**Extrait cité**
<<<<

Le chercheur chargé d’analyser des ossements découverts au cimetière de Rivesaltes a indiqué aux familles, lundi 27 octobre, que ces restes appartiendraient vraisemblablement à des réfugiés harkis décédés dans le camp de la commune dans les années 1960, selon un communiqué de la préfecture.
Résultats de l’analyse scientifique
Lors d’une réunion tenue à Perpignan, le professeur en anthropologie biologique Pascal Adalian, basé à Marseille, a présenté ses conclusions aux familles. Il a identifié « le nombre minimum d’individus présents dans les ossuaires : au minimum 49 très jeunes enfants, de moins de 3 ans, et trois adultes », et a situé ces décès « au début des années 1960 » grâce à la datation par le carbone, a précisé à l’Agence France-Presse le secrétaire général de la préfecture, Bruno Berthet.

>>>>

**Entrées fournies**
<<<<

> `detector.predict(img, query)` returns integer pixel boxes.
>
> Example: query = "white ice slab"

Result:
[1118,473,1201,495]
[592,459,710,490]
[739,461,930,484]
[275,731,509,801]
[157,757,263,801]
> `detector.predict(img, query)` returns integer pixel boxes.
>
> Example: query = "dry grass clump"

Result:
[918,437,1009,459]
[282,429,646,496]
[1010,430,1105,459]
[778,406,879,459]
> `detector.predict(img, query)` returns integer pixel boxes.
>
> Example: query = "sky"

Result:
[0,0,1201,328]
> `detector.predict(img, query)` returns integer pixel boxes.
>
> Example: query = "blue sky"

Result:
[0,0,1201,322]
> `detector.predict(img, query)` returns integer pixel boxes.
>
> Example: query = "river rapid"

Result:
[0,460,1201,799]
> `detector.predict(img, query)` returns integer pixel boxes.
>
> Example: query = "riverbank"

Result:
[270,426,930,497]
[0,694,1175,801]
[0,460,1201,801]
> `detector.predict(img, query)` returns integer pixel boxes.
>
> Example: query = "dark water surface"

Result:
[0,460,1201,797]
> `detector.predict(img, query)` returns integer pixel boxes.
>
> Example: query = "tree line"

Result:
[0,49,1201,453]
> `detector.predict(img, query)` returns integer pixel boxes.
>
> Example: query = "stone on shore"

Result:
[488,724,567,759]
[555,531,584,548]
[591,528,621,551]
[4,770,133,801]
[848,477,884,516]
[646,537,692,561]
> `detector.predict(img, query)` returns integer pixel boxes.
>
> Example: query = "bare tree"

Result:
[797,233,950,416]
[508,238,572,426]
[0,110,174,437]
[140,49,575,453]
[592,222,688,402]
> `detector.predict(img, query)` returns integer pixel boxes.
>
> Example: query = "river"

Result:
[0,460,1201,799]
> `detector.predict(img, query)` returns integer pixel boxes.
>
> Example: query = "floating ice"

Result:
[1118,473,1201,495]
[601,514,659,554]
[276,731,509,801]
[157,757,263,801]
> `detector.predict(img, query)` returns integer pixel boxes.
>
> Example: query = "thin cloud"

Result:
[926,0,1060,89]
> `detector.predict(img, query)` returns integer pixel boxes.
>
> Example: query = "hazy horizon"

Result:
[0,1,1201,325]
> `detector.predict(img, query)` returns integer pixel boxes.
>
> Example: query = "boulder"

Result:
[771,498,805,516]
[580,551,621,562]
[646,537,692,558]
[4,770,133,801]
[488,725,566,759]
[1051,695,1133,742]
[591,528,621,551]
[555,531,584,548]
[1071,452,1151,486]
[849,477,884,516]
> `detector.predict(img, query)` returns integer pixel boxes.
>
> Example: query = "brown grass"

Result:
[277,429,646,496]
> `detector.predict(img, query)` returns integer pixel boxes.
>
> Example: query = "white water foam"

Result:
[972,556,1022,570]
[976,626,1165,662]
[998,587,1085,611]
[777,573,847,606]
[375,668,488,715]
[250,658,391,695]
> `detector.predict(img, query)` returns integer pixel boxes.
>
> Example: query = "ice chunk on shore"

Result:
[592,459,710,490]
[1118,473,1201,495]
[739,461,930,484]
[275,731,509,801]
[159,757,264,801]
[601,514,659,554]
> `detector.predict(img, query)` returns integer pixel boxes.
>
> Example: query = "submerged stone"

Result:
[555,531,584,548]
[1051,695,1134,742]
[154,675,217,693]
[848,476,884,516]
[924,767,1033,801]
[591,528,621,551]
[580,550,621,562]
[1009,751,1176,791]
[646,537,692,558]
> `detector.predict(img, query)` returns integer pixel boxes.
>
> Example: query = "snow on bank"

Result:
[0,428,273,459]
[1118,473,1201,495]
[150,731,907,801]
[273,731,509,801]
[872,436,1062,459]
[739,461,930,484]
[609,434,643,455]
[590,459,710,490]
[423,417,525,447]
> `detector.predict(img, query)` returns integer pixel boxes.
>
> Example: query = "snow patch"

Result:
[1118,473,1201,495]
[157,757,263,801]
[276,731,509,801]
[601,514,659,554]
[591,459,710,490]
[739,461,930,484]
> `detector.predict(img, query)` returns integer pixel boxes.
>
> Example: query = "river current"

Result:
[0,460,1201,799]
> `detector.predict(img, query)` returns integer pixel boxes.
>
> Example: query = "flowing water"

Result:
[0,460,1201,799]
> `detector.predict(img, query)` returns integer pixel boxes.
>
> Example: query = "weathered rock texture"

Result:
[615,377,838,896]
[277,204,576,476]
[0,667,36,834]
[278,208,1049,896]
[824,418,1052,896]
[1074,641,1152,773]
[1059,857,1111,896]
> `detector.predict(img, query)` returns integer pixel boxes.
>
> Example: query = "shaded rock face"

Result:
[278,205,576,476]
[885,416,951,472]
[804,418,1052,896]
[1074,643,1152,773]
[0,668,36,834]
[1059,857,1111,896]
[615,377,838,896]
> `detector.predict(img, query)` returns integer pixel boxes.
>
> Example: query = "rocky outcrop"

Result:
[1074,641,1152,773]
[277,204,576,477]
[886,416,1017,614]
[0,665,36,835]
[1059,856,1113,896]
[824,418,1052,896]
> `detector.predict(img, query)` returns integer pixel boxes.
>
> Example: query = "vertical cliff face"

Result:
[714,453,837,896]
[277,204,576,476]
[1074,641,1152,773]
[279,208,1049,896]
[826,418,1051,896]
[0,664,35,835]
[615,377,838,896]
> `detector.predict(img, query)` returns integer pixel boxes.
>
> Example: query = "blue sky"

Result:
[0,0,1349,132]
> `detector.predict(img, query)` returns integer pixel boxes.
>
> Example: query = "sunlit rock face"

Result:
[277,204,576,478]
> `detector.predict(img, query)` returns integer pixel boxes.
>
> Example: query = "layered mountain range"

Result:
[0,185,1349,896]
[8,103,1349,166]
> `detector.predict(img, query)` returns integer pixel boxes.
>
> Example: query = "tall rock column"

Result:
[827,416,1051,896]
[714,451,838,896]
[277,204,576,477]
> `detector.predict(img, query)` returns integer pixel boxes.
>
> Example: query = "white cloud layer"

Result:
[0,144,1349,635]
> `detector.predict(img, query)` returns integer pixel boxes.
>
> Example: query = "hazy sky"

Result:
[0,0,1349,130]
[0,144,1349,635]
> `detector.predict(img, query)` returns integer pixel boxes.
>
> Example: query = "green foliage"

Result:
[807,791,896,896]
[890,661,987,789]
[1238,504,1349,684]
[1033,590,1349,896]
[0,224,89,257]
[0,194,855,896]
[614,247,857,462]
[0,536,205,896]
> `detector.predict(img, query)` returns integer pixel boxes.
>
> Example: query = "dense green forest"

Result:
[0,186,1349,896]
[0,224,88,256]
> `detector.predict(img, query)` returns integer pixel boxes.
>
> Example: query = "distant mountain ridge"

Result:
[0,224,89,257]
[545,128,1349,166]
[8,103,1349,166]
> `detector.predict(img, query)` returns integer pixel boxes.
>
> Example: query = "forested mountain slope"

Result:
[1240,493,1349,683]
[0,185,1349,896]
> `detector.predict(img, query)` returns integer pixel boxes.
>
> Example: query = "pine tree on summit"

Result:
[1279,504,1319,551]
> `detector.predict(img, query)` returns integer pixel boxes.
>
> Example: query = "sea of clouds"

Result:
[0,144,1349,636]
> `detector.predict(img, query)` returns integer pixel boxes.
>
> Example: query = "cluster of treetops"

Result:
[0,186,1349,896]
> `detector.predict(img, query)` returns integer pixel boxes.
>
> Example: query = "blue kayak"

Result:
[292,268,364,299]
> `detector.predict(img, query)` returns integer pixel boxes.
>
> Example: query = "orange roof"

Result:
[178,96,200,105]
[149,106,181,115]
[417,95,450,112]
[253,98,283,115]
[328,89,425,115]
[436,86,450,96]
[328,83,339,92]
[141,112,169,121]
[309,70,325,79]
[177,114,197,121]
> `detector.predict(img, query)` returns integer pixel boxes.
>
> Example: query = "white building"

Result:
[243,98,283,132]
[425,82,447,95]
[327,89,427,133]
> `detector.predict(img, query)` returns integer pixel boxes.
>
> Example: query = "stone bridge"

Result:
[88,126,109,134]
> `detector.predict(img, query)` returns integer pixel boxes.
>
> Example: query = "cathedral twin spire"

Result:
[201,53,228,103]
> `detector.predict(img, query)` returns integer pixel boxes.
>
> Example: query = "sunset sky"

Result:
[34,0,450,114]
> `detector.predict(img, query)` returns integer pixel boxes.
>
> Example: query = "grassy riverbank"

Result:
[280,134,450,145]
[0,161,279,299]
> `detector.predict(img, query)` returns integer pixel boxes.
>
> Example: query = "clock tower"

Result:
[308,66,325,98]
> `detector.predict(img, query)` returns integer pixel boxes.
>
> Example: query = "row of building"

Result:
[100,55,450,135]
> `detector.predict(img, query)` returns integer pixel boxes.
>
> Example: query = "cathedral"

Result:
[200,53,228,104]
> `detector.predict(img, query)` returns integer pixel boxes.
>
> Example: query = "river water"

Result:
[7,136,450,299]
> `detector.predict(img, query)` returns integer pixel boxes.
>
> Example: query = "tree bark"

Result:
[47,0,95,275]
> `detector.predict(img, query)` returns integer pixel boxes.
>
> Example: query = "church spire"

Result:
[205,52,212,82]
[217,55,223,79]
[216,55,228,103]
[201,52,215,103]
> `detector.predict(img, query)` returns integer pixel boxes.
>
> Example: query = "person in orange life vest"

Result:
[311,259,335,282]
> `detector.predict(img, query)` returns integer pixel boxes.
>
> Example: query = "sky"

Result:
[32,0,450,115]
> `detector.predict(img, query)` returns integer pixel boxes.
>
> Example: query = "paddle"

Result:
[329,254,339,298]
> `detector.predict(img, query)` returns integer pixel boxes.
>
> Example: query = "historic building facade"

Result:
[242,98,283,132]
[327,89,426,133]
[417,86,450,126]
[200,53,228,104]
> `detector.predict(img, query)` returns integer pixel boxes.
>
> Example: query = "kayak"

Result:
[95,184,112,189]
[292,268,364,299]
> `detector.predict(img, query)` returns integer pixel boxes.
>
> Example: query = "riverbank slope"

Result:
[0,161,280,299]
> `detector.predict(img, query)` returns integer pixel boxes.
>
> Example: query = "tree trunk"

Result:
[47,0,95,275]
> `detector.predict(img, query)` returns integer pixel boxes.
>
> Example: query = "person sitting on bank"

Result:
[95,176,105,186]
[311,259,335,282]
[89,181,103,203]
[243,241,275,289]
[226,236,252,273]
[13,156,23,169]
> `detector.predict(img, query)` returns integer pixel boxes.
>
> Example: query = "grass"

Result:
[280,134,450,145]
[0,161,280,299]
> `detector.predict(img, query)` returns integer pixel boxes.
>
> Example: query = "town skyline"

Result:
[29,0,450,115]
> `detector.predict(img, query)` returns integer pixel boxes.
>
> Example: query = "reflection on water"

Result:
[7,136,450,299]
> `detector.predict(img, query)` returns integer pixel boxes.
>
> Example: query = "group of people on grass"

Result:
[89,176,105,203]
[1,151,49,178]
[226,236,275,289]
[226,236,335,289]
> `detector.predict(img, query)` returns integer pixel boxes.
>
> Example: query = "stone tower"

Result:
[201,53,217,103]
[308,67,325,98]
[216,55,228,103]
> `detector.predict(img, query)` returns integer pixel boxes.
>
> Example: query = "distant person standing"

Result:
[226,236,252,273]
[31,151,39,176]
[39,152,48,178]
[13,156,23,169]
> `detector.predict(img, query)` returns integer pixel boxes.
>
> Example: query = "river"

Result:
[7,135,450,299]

>>>>

**Questions à traiter**
1 - Quels noms de villes l'article sur les ossements de Rivesaltes mentionne-t-il ? Citez-les tous.
2 - Les affirmations suivantes concordent-elles avec l'article sur les ossements de Rivesaltes ? Répondez par oui ou non pour chacune, en citant les mots du texte qui tranchent.
(a) Le chercheur chargé des analyses est basé à Perpignan.
(b) Au moins trois adultes figurent parmi les individus identifiés dans les ossuaires.
(c) Les décès ont été situés dans le temps grâce à la datation par le carbone.
3 - Rédigez la suite de l'article sur les ossements de Rivesaltes à partir de sa dernière phrase.

**Résultats par tâche**
1 - Rivesaltes, Perpignan, Marseille

2 -
(a) Non : « le professeur en anthropologie biologique Pascal Adalian, basé à Marseille »
(b) Oui : « au minimum 49 très jeunes enfants, de moins de 3 ans, et trois adultes »
(c) Oui : « a situé ces décès « au début des années 1960 » grâce à la datation par le carbone »

3 -
Le total minimal établi par le chercheur — 49 enfants et 3 adultes, soit 52 dépouilles — a été confirmé comme compatible avec les disparitions signalées par les familles. Selon Bruno Berthet, « le nombre d’ossements, ainsi que l’âge au moment de la mort, sont cohérents avec les personnes dont les corps avaient disparu. »
Le professeur Adalian a également rappelé aux 14 représentants de familles présents, en personne ou par visioconférence, « les limites de l’exercice » : son évaluation établit un nombre minimal d’individus, mais n’exclut pas la possibilité qu’il y en ait davantage. « Il a pu aller au maximum de ce que la science lui permet », a résumé M. Berthet. Les échanges avec les familles ont duré environ deux heures.
Découverte et conditions de conservation
À l’automne 2024, des tombes ont été repérées sur le périmètre du camp Joffre, mais, une fois les sépultures ouvertes, elles se sont révélées vides. Le 21 février, lors d’une visite de l’ancienne ministre déléguée à la mémoire Patricia Miralles, les familles ont appris que les dépouilles avaient été déplacées en septembre 1986.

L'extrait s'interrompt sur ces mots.